YOUR TASK:
Please answer these questions from the forum thread about the rescued blue tongue:
1. What color does snakeynewbie say the bottoms of the feet of their eastern blueys are?
2. What kind of permit does Tassie97 say they hold?
3. According to Jonno from ERD, what can result when the head of a tick is broken off inside the host animal?

# HELP rescued blue tongue



## Tassie97 (Nov 7, 2011)

ok my dad saved this blue tongue off the road 
its feet look blackend and burnt it has ticks in his ears and has some white scales can you help us as to what we can do to help it?
thankyou

the photos aren't real good will try get some more after


----------



## harley0402 (Nov 7, 2011)

do you have picture of the ticks ? You can pull the ticks out by the head and offer him some water and a hide. I would suggest to call your local wildlife people or to just release it back into the bush


----------



## GeckPhotographer (Nov 7, 2011)

Keep it as a pet, it doesn't look bad to me, the white scales just look like little scrapes he has had, I doubt the feet a really a worry and you can just pull those ticks out with tweezers.


----------



## snakeynewbie (Nov 7, 2011)

I had to check to be sure but both my eastern blueys have black bottoms on their feet so I'd say that's just the normal color, take the ticks off him and send hm back out, he'll be fine.


----------



## harley0402 (Nov 7, 2011)

you cant keep it, its illegal


----------



## crail4 (Nov 7, 2011)

keeping it would be illegal


----------



## Tassie97 (Nov 7, 2011)

no its legal in tasmania


----------



## james.5 (Nov 7, 2011)

In Tassie it's legal to keep a wild blue-tongue as a pet if you have a licence. The black feet is normal and so are the white patches - some of mine have had them too.

I would just remove the ticks and let it go.

I also found a Bluey on the road today - it wasn't quite so lucky


----------



## Tassie97 (Nov 7, 2011)

> Reptiles and amphibians are protected in Tasmania under the _Nature Conservation Act 2002 and the Threatened Species Protection Act 1995.
> 
> They may not be taken or kept in captivity without a permit with the following exceptions:
> up to six specimens of each of the common froglet, brown tree frog, metallic skink and spotted skink may be collected outside of National Parks and other reserves and kept without a permit;
> ...



it is legal i hold a herpetology permit


----------



## BigWillieStyles (Nov 7, 2011)

james.5 said:


> In Tassie it's legal to keep a wild blue-tongue as a pet if you have a licence. The black feet is normal and so are the white patches - some of mine have had them too.



I find that amazing considering how strict they are with other rules.


----------



## Tassie97 (Nov 7, 2011)

you cant sell or buy only capture natives from the wild or get them "donated" to you


----------



## Jonno from ERD (Nov 7, 2011)

G'day Tassie,

Your Blue-tongue is in perfect health. Ticks are a natural part of the ecology of these animals and do not need to be removed if you are going to release it. If you're going to keep it as a pet, it is probably a good idea to remove them...make sure you get your tweezers nice and close to the head and gently pull them out. Sometimes people are a bit off the mark and they'll break the head off inside the host animal, which can lead to an infection.


----------



## Tassie97 (Nov 7, 2011)

its feet kinda look like toasted marshmallows...

INFORMATION PROVIDED:
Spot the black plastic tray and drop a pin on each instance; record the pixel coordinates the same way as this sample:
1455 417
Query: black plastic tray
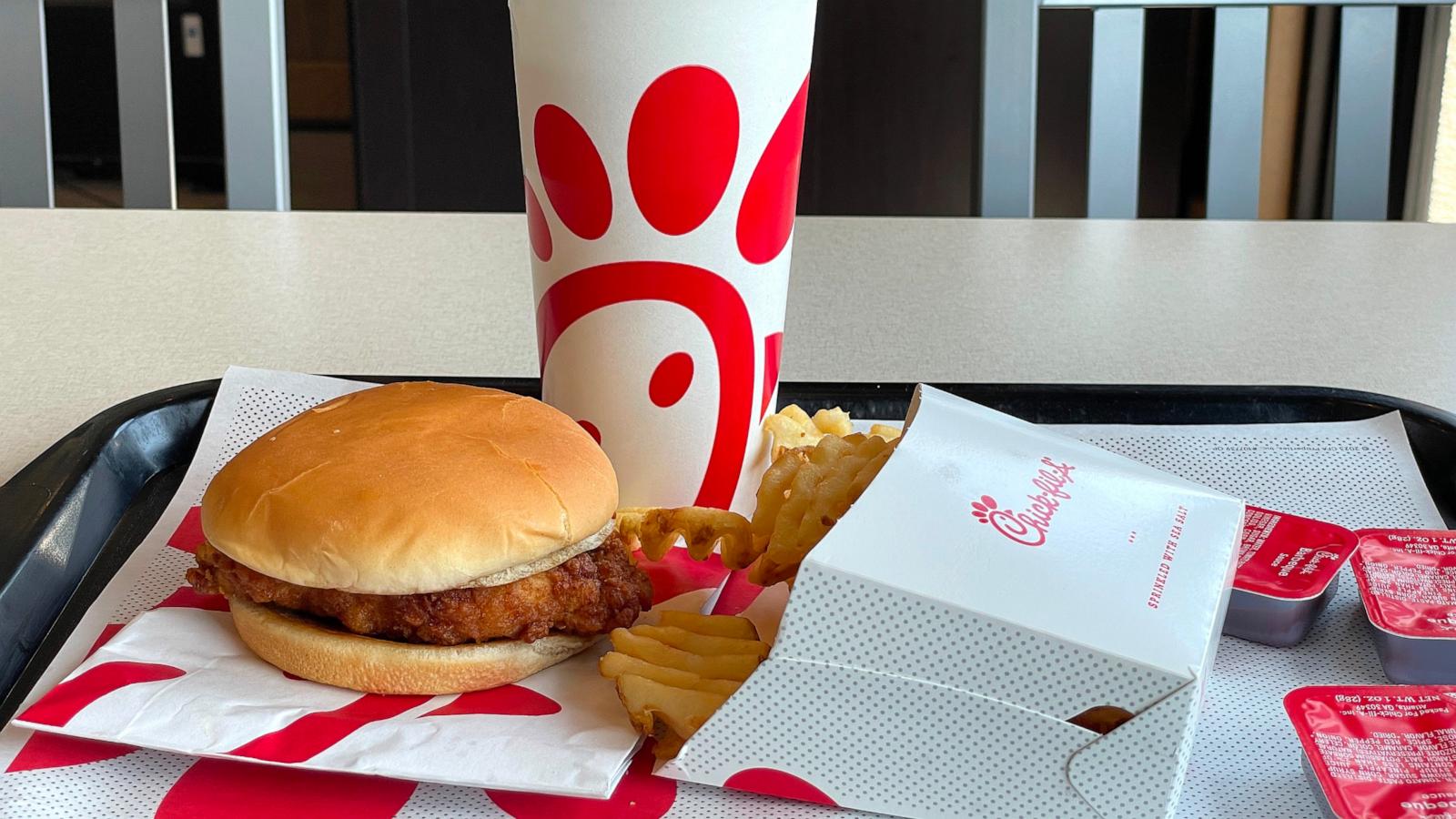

SOLVED EXERCISE:
1. Black.
2. A herpetology permit.
3. An infection.